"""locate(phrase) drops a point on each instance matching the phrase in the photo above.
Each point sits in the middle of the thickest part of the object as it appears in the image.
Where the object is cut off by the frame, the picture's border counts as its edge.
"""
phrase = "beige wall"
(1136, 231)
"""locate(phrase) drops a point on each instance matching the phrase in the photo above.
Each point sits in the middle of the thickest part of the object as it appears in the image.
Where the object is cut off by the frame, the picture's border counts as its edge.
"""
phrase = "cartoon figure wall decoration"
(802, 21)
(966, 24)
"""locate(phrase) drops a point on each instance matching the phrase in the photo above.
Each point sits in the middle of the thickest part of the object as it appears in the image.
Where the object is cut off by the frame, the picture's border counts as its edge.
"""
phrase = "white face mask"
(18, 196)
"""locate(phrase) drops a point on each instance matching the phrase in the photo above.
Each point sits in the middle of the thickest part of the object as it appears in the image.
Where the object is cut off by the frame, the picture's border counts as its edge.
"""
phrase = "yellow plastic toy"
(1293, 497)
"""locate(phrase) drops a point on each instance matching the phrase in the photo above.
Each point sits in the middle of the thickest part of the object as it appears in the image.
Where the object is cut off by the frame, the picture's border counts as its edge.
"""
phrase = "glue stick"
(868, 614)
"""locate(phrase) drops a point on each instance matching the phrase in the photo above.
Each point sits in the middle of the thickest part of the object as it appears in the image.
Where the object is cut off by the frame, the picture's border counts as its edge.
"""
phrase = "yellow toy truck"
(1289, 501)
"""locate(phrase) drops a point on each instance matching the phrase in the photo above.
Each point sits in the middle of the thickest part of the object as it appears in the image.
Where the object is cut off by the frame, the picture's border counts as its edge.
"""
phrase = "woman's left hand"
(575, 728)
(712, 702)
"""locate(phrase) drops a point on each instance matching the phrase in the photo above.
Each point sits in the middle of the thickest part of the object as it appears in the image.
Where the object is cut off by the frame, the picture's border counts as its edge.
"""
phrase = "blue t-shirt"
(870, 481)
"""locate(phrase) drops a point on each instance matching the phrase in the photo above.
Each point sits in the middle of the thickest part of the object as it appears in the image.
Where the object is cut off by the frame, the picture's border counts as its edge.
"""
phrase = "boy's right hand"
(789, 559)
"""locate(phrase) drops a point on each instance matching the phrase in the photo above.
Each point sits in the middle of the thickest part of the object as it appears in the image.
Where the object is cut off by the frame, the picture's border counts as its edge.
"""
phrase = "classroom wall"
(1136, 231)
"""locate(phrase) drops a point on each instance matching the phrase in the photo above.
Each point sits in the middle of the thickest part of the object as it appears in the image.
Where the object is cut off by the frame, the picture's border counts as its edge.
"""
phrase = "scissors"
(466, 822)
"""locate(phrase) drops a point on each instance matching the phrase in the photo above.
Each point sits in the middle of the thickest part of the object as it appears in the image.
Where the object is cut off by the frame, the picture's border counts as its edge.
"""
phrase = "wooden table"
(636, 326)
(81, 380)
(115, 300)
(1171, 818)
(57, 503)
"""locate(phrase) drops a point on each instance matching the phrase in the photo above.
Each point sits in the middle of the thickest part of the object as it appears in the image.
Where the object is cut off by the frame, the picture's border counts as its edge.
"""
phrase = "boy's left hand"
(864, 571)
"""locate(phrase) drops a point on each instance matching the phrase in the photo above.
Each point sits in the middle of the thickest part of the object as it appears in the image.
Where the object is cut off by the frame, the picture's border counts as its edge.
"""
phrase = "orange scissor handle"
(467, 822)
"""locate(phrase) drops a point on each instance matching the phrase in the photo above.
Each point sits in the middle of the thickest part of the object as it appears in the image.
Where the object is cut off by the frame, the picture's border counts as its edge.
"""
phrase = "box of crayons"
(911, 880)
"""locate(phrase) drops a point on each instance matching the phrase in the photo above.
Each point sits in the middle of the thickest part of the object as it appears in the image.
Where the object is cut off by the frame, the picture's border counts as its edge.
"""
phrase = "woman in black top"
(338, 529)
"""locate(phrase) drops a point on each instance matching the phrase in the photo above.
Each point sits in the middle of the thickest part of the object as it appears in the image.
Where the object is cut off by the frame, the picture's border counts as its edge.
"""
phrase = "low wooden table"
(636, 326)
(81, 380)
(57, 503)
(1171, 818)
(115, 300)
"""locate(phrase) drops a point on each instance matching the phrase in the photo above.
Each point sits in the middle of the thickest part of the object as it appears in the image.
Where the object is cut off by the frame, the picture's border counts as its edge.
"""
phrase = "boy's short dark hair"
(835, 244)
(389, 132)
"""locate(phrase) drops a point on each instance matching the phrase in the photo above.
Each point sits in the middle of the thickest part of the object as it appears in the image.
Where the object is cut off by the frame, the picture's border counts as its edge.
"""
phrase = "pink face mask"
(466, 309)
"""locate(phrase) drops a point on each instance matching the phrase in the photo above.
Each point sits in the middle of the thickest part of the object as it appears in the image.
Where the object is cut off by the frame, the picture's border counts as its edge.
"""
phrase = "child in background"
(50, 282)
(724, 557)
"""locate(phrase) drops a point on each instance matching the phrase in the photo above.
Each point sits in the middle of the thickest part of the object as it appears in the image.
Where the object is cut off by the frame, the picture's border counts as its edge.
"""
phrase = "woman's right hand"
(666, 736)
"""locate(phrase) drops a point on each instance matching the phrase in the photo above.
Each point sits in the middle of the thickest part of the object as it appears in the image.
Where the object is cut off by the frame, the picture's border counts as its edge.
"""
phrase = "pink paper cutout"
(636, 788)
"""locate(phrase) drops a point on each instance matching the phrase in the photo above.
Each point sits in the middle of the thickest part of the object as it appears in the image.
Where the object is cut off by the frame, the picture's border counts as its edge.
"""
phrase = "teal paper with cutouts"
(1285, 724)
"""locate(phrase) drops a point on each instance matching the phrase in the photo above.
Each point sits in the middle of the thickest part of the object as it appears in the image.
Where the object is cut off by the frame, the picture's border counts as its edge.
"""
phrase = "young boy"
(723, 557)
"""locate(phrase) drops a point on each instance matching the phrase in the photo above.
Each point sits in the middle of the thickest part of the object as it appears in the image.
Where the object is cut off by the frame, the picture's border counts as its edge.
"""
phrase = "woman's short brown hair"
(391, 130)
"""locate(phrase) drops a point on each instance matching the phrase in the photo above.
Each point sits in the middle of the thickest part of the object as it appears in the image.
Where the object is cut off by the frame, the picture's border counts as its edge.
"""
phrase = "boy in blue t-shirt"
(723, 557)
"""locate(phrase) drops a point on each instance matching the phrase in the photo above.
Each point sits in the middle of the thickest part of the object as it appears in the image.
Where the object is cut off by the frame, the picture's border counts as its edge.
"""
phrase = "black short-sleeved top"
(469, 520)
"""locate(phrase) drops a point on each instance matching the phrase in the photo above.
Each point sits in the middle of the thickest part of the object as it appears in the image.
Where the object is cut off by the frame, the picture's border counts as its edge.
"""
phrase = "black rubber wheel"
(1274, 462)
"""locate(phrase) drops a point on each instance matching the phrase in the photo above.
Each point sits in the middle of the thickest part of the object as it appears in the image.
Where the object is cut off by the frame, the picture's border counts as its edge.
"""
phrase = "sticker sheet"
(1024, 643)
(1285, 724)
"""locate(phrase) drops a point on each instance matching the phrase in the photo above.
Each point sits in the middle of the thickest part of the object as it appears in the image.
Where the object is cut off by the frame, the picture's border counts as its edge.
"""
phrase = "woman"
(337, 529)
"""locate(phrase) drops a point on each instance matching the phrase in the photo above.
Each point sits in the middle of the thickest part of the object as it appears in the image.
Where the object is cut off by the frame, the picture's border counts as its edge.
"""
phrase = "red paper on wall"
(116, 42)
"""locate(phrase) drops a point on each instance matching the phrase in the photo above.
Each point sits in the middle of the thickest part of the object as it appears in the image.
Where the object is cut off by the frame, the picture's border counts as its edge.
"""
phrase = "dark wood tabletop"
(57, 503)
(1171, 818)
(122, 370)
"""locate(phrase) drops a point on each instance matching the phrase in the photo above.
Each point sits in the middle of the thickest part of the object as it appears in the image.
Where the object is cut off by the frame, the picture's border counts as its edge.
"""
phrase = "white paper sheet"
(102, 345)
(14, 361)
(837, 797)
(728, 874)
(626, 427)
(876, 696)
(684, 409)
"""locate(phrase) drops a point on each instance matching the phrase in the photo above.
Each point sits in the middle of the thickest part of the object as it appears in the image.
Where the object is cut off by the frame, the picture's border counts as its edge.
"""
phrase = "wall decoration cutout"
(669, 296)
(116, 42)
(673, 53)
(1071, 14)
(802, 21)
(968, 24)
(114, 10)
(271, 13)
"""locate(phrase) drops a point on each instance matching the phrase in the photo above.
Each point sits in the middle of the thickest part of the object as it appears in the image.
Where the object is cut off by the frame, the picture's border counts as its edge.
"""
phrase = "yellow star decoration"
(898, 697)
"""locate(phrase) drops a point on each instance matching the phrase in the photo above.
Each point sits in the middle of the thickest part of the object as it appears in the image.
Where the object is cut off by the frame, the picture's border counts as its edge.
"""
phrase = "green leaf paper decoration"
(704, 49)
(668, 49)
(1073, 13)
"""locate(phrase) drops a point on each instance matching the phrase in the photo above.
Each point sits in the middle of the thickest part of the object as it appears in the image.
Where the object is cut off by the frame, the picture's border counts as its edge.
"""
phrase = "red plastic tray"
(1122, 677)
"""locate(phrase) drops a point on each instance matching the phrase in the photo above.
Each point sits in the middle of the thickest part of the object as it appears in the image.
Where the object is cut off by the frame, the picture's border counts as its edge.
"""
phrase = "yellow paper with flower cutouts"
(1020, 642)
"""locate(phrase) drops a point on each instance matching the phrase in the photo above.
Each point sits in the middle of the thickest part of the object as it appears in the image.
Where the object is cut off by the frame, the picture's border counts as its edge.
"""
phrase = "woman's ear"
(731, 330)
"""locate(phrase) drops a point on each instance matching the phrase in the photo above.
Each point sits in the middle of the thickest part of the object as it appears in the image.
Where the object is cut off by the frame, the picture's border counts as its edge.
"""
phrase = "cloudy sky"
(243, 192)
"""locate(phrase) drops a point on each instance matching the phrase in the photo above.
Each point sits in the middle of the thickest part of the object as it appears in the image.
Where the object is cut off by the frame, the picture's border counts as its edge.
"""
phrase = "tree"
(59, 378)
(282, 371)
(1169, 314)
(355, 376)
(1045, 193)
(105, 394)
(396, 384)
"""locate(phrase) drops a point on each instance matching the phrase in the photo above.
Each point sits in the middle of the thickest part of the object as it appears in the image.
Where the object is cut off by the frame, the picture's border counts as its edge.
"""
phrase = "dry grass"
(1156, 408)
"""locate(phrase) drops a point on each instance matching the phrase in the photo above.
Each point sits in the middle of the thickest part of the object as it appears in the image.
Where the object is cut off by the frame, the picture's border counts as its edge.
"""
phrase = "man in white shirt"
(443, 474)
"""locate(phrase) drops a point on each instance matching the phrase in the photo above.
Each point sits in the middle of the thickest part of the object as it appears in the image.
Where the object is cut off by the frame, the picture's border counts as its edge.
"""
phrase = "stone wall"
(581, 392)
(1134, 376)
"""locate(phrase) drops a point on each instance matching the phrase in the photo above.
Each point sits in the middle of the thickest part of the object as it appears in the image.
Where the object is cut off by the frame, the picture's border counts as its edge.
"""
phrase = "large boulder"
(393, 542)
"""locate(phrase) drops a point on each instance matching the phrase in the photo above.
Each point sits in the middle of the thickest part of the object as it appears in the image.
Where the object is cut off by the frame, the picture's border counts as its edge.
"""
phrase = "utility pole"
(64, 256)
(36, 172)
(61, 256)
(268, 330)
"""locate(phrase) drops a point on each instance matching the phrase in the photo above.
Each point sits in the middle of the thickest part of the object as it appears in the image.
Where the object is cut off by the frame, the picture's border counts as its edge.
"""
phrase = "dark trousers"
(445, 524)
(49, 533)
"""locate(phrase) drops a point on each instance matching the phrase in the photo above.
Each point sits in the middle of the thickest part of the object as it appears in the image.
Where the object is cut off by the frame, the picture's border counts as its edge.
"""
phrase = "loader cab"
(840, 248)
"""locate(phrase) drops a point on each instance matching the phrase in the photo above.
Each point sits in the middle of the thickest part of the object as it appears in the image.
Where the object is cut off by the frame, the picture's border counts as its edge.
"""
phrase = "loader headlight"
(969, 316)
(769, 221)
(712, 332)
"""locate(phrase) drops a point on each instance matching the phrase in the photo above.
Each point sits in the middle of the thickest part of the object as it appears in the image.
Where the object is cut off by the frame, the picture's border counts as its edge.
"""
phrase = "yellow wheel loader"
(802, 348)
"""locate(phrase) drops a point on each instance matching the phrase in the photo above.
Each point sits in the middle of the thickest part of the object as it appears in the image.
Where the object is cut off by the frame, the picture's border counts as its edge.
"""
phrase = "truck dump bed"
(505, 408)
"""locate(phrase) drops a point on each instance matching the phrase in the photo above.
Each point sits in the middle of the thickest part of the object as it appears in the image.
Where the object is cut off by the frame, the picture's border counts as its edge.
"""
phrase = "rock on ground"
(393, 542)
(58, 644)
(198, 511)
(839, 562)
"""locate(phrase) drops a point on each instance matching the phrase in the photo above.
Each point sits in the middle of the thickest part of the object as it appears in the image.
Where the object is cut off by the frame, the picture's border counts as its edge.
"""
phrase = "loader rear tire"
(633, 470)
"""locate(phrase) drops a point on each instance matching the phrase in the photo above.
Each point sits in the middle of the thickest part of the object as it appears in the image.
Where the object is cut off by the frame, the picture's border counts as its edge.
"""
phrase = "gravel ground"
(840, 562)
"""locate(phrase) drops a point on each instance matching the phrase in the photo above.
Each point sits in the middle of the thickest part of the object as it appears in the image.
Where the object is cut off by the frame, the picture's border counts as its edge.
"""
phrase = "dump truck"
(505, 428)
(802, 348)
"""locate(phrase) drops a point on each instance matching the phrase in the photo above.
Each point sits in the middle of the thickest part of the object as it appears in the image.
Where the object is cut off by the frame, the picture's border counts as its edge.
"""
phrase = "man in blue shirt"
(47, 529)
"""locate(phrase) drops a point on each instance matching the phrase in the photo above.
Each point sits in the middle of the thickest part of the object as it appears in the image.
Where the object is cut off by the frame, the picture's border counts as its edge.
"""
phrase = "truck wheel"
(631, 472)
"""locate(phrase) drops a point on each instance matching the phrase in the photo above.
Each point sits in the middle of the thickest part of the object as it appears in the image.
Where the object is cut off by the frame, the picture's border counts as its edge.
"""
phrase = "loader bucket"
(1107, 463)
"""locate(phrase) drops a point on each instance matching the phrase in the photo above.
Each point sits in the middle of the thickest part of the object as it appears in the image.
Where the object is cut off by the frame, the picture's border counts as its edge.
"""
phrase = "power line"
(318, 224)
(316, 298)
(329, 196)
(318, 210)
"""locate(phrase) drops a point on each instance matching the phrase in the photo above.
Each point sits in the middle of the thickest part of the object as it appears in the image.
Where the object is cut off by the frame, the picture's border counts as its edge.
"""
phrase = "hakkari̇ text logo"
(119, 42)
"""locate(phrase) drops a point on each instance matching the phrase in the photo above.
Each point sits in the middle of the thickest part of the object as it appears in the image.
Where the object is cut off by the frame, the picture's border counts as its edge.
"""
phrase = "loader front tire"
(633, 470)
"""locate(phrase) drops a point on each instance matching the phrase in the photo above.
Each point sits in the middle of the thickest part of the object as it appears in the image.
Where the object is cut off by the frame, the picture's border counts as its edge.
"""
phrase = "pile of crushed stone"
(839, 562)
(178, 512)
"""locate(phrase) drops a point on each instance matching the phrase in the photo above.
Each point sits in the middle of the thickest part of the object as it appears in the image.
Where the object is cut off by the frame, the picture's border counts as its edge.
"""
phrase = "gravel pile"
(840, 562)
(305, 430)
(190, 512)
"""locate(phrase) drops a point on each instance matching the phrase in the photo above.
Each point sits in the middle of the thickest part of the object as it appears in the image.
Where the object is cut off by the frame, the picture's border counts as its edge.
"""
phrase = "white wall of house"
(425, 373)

---

Directions:
Find every line in the material above that contains the string "truck", and copy each such line in full. Matches must have the same uppercase and lowercase letters.

Response to the exercise:
phrase = "yellow toy truck"
phrase = "truck dump bed"
phrase = "dump truck"
phrase = "truck wheel"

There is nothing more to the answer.